--- INPUT ---

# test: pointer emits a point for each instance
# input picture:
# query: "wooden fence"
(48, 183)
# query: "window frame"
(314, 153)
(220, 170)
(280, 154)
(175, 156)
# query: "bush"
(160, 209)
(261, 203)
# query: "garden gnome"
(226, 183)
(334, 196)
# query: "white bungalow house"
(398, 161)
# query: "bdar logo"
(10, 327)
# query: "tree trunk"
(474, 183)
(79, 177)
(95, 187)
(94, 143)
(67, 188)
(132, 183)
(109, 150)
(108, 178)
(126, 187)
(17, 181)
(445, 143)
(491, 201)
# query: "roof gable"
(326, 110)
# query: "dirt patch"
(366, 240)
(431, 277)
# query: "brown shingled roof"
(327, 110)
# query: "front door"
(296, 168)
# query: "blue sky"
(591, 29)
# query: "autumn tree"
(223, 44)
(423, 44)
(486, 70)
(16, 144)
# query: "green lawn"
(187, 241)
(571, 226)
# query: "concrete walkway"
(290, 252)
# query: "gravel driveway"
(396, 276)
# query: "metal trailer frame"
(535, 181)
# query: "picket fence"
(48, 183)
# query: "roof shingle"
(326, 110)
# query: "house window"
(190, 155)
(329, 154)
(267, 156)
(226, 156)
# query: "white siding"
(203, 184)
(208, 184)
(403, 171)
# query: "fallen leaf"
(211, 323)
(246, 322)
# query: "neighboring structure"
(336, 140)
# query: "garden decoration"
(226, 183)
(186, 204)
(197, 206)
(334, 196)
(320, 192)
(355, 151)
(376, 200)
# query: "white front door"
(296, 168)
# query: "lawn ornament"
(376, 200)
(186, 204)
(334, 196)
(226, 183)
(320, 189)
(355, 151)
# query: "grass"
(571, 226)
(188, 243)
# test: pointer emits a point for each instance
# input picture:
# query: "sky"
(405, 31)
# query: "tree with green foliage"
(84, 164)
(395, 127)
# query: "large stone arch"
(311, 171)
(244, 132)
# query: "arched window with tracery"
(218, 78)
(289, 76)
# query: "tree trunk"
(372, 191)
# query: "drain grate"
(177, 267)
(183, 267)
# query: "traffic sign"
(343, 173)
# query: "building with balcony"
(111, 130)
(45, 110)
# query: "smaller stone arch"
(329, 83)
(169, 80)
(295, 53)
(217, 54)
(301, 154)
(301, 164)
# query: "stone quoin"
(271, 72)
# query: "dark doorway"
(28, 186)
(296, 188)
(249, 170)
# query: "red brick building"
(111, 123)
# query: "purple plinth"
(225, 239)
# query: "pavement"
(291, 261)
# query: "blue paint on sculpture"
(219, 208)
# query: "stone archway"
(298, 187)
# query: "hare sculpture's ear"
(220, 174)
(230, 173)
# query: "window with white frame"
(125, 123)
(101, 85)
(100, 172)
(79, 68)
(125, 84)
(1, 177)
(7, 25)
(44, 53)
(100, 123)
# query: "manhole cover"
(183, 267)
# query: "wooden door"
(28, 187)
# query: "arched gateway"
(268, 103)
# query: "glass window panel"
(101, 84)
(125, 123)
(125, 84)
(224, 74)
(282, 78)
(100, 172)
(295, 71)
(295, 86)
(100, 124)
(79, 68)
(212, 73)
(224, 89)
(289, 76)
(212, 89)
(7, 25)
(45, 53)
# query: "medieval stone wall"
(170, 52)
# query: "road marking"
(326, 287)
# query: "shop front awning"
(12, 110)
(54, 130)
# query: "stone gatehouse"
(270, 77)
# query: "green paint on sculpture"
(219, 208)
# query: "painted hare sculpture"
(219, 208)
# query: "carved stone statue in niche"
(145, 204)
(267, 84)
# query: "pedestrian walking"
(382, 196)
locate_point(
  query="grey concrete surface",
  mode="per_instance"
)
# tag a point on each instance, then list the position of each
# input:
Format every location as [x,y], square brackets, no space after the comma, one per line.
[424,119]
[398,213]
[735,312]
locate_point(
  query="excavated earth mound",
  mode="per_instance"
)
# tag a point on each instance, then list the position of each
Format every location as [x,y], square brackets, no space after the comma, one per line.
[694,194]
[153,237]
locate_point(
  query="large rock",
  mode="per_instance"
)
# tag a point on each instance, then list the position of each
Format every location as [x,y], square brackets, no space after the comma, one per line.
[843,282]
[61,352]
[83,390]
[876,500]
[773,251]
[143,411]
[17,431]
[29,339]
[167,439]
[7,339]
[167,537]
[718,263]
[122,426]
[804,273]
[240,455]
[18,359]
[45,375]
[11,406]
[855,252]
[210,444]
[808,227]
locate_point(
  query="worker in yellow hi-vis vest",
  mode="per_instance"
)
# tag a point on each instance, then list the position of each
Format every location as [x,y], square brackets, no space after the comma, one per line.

---

• **ACTIVITY**
Give back the entries exactly, so that each line matches the original.

• **RESULT OF THE EXERCISE**
# test: pointer emits a point for each instance
# input picture:
# query: "wooden fence"
(48, 183)
# query: "window frame"
(314, 153)
(220, 170)
(280, 154)
(175, 156)
# query: "bush"
(160, 209)
(261, 203)
# query: "garden gnome"
(226, 183)
(334, 196)
# query: "white bungalow house"
(398, 161)
# query: "bdar logo"
(10, 327)
# query: "tree trunk"
(474, 183)
(79, 177)
(95, 187)
(94, 143)
(67, 188)
(132, 183)
(109, 150)
(108, 178)
(126, 187)
(17, 181)
(445, 143)
(491, 201)
# query: "roof gable"
(326, 110)
# query: "dirt patch"
(366, 240)
(431, 277)
# query: "brown shingled roof"
(327, 110)
# query: "front door"
(296, 168)
# query: "blue sky"
(591, 29)
# query: "autumn tree"
(223, 44)
(423, 44)
(486, 70)
(16, 144)
# query: "green lawn"
(187, 241)
(571, 226)
# query: "concrete walkway"
(290, 252)
# query: "gravel driveway"
(396, 276)
# query: "metal trailer frame"
(535, 181)
# query: "picket fence"
(48, 183)
# query: "roof shingle"
(326, 110)
# query: "house window"
(190, 155)
(329, 154)
(267, 156)
(226, 156)
# query: "white siding"
(203, 184)
(208, 184)
(403, 171)
# query: "fallen leaf"
(211, 323)
(246, 322)
# query: "neighboring structure"
(336, 140)
# query: "garden decoration"
(226, 183)
(186, 204)
(197, 206)
(334, 196)
(320, 192)
(355, 151)
(376, 200)
# query: "white front door"
(296, 168)
# query: "lawn ornament"
(376, 200)
(186, 204)
(334, 196)
(226, 183)
(320, 189)
(355, 151)
# query: "grass"
(571, 226)
(188, 243)
# test: pointer emits a point for each instance
# input picture:
# query: "sky"
(405, 31)
# query: "tree with green foliage"
(84, 164)
(395, 127)
# query: "large stone arch"
(311, 171)
(244, 132)
# query: "arched window with tracery"
(218, 78)
(289, 76)
# query: "tree trunk"
(372, 191)
# query: "drain grate"
(177, 267)
(183, 267)
# query: "traffic sign"
(343, 173)
# query: "building with balcony"
(111, 130)
(45, 110)
# query: "smaller stone arch"
(329, 83)
(169, 80)
(295, 53)
(217, 54)
(301, 154)
(301, 164)
# query: "stone quoin"
(271, 72)
# query: "dark doorway"
(28, 186)
(296, 188)
(249, 170)
# query: "red brick building"
(111, 123)
# query: "purple plinth"
(225, 239)
# query: "pavement"
(291, 261)
# query: "blue paint on sculpture"
(219, 208)
# query: "stone archway"
(298, 187)
# query: "hare sculpture's ear"
(220, 174)
(230, 173)
# query: "window with white frame"
(125, 123)
(101, 85)
(100, 172)
(79, 68)
(125, 84)
(1, 177)
(7, 25)
(44, 53)
(100, 123)
# query: "manhole cover"
(183, 267)
# query: "wooden door"
(28, 187)
# query: "arched gateway"
(268, 103)
# query: "glass window panel"
(101, 84)
(125, 123)
(125, 84)
(224, 74)
(282, 78)
(100, 172)
(295, 71)
(295, 86)
(100, 124)
(79, 68)
(212, 73)
(224, 89)
(289, 76)
(212, 89)
(7, 25)
(45, 53)
# query: "medieval stone wall"
(170, 52)
# query: "road marking"
(326, 287)
# query: "shop front awning"
(12, 110)
(54, 130)
# query: "stone gatehouse"
(270, 77)
# query: "green paint on sculpture"
(219, 208)
# query: "painted hare sculpture"
(219, 208)
# query: "carved stone statue in niche"
(145, 204)
(267, 84)
# query: "pedestrian walking"
(382, 196)
locate_point(
  query="grey concrete surface",
  mode="per_instance"
)
# tag a point on each instance, then list the position of each
# input:
Format every location as [x,y], square brackets, no space after the comma, one per line.
[424,119]
[398,213]
[735,312]
locate_point(
  query="excavated earth mound",
  mode="per_instance"
)
# tag a point on each instance, then list the position of each
Format every location as [x,y], square brackets, no space after the comma, one per line.
[694,194]
[153,237]
locate_point(
  query="large rock",
  mode="per_instance"
)
# tag a point on each instance, then list the position of each
Format every location as [x,y], square brackets, no space after the comma, one per line.
[843,282]
[61,352]
[83,390]
[876,500]
[773,251]
[143,411]
[17,431]
[29,339]
[167,439]
[7,339]
[167,537]
[718,263]
[122,426]
[804,273]
[240,455]
[18,359]
[45,375]
[11,406]
[855,252]
[210,444]
[808,227]
locate_point(
  query="worker in yellow hi-vis vest",
  mode="per_instance"
)
# tag a point on each instance, then list the position of each
Format every location as [x,y], square brackets, no space after the comma, one per line.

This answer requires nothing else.